## [Что сделать]
**1)** К какому литературному направлению, согласно тексту о художественном методе Замятина, писатель однозначно относил себя?
**2)** Продолжите текст о художественном методе Замятина, начав сразу после его последнего предложения.

Разграничивание второго и третьего периодов генетически связано с одним из наиболее спорных вопросов замятиноведения: с вопросом о художественном методе самого Замятина.

Большое количество работ писателя литературоведческого плана («О синтетизме» (1922), «Новая русская проза» (1923), «О литературе, революции и энтропии» (1923), «О сегодняшнем и современном» (1924), «Закулисы» (1929) и др.) посвящено теории неореализма, достаточно стройной, но не лишенной противоречий. Надо заметить, что сам художник однозначно относил себя к неореалистам. Это усиливает соблазн прочтения творчества Замятина в соответствии с его теоретической концепцией неореализма. Но в 1922 году в статье «О синтетизме», кроме понятия неореализм, автор вводит понятие синтетизм.

## [Записи из набора точечной разметки]
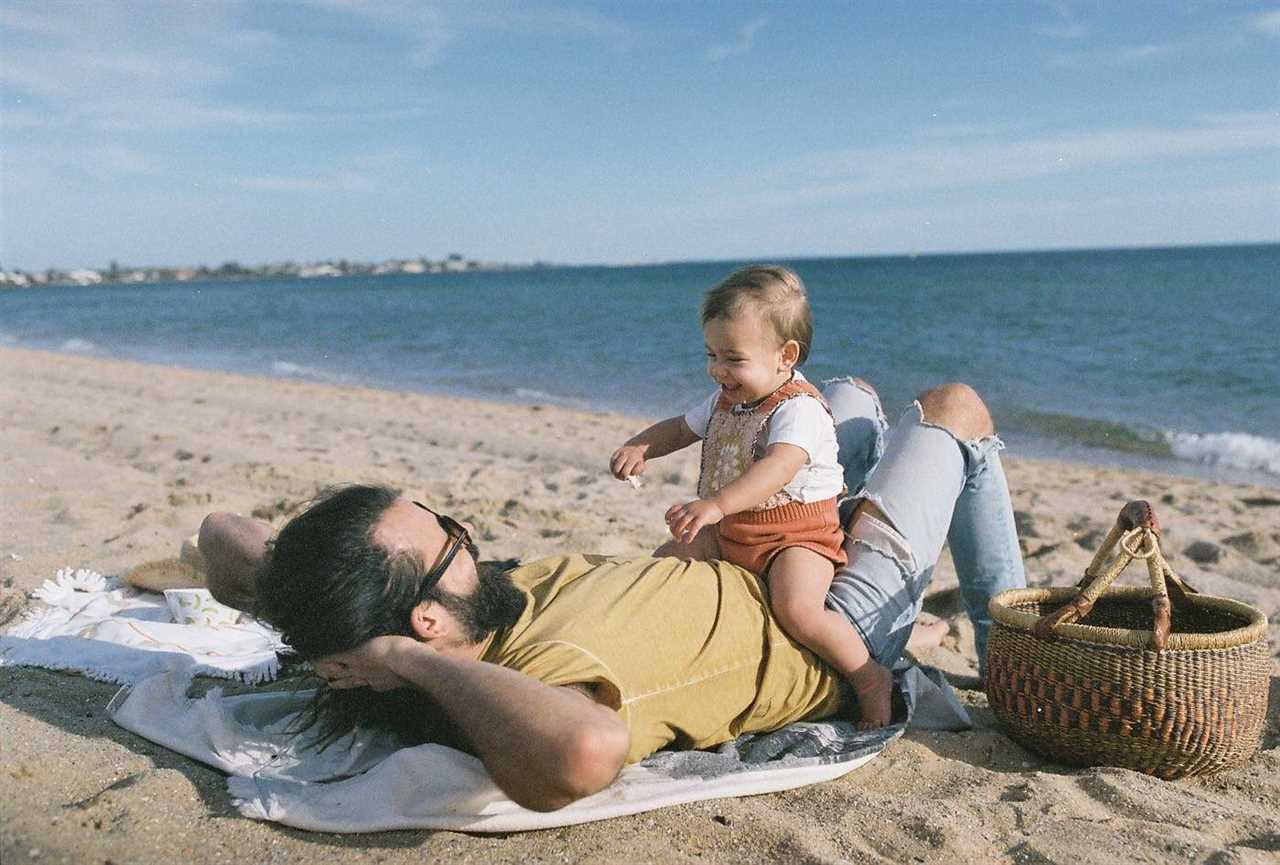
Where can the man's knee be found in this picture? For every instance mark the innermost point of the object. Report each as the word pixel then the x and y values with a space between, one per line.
pixel 233 548
pixel 959 408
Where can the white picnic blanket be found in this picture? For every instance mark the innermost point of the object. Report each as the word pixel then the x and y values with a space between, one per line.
pixel 378 783
pixel 114 632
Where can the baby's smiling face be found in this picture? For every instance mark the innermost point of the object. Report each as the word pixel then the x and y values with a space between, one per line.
pixel 745 356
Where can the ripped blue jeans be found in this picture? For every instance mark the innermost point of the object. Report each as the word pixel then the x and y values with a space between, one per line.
pixel 935 489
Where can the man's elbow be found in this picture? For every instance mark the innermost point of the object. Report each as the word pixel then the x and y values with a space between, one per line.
pixel 588 761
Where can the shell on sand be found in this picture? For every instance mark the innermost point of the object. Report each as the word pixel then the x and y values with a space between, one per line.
pixel 164 573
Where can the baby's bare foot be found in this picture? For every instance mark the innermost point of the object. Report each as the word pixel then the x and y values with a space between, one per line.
pixel 874 689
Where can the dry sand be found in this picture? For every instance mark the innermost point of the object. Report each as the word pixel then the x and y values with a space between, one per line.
pixel 108 463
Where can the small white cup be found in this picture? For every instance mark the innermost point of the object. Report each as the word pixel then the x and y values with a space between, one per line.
pixel 197 607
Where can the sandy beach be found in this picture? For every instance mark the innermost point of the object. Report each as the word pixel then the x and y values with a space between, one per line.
pixel 108 463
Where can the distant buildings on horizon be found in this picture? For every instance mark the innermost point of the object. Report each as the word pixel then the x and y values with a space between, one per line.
pixel 120 274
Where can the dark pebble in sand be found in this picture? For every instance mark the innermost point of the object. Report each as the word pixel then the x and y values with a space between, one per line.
pixel 1203 552
pixel 1091 540
pixel 1025 523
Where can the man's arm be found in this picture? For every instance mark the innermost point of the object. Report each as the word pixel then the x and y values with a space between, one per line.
pixel 545 746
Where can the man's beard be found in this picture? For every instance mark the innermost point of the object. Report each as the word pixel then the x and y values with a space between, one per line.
pixel 494 604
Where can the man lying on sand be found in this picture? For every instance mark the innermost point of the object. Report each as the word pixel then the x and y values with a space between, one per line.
pixel 560 672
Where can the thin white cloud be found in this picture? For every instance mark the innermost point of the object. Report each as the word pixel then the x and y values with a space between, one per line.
pixel 982 163
pixel 741 45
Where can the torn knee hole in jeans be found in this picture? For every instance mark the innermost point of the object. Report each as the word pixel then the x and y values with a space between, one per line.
pixel 977 442
pixel 880 536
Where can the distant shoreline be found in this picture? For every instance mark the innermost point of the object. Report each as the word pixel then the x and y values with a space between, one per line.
pixel 330 268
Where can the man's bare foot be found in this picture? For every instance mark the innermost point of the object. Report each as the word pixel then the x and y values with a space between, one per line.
pixel 927 632
pixel 874 689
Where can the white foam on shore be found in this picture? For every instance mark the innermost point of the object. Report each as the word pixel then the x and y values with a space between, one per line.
pixel 289 370
pixel 78 346
pixel 1234 449
pixel 534 396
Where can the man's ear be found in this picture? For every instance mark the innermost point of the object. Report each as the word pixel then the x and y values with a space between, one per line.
pixel 426 622
pixel 790 353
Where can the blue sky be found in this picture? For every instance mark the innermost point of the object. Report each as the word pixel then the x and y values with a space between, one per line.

## [Полученные ответы]
**1)** Замятин однозначно относил себя к неореалистам.

**2)**
«Очевидно, синтетизм и неореализм - разные понятия. Явление синтетизма включает в себя гораздо более обширные и общие изменения в искусстве, чем рождение нового типа реализма - неореализма», - справедливо делает вывод исследователь Л.В. Полякова [1].

Замятин утверждал неореализм своим приходом в литературу, а позднее теоретически оформил его типичные черты: изображение быта «деревни, глуши», «бытовых мелочей», «пользование народными местными говорами», «пользование музыкой слова», «показывание, а не рассказывание», «определенная и резкая, часто преувеличенная яркость красок», «кажущаяся неправдоподобность действующих лиц и событий» и другие [2].

К подобной художественной манере Замятин вернется в третьем творческом периоде. Но неореализм писателя качественно будет другой. Он «впитает» в себя творческие находки 1917 - 1923 годов. Это и позволяет говорить о творческой эволюции Замятина.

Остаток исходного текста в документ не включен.